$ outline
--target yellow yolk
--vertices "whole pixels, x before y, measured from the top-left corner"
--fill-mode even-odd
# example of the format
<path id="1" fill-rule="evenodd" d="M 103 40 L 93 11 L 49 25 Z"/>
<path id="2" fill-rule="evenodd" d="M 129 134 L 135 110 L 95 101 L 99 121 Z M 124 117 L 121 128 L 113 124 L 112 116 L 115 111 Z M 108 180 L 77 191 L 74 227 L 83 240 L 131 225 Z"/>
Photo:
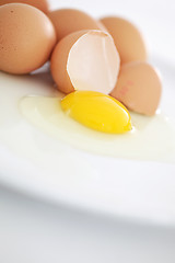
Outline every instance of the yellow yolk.
<path id="1" fill-rule="evenodd" d="M 130 114 L 116 99 L 94 91 L 74 91 L 61 100 L 62 110 L 95 130 L 122 134 L 131 129 Z"/>

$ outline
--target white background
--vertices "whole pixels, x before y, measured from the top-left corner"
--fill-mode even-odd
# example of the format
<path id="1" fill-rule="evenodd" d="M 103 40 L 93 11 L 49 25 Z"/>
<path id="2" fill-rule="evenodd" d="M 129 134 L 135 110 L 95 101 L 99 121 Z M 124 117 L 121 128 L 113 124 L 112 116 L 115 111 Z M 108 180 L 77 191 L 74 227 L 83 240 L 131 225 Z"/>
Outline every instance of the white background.
<path id="1" fill-rule="evenodd" d="M 175 61 L 175 1 L 51 1 L 135 22 L 151 54 Z M 175 64 L 174 64 L 175 65 Z M 0 187 L 1 263 L 174 263 L 175 229 L 52 206 Z"/>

- _EXERCISE DESCRIPTION_
Rescale the listing above by reproducing all its lines, requests included. Multiply each vertex coordinate in the answer paths by 0.6 and round to whole numbers, halves up, leaving the pictures out.

- _WRITTEN ANSWER_
$ outline
--target yellow yolk
--vertices "whole pixels, x before y, measured from the top-left corner"
--fill-mode even-odd
# example of the format
<path id="1" fill-rule="evenodd" d="M 103 40 L 93 11 L 49 25 Z"/>
<path id="2" fill-rule="evenodd" d="M 129 134 L 135 110 L 95 101 L 99 121 Z M 124 117 L 121 128 L 113 124 L 112 116 L 115 111 Z M 108 180 L 77 191 L 74 227 L 83 240 L 131 225 Z"/>
Photo:
Outline every instance of the yellow yolk.
<path id="1" fill-rule="evenodd" d="M 78 68 L 70 59 L 56 55 L 44 55 L 37 60 L 37 66 L 57 78 L 73 80 L 79 77 Z"/>

$ outline
--target white background
--vertices "whole pixels, x before y, measured from the top-left corner"
--fill-mode even-odd
# example of the format
<path id="1" fill-rule="evenodd" d="M 103 40 L 93 11 L 49 25 Z"/>
<path id="2" fill-rule="evenodd" d="M 129 134 L 135 110 L 95 101 L 99 121 Z M 124 117 L 121 128 L 113 124 L 112 116 L 115 111 Z M 108 180 L 77 191 L 74 227 L 83 240 L 131 225 Z"/>
Outline every instance of the white background.
<path id="1" fill-rule="evenodd" d="M 105 37 L 105 1 L 31 1 L 81 13 L 91 32 Z M 105 38 L 104 38 L 105 39 Z M 0 112 L 1 158 L 104 158 L 105 137 L 31 124 Z"/>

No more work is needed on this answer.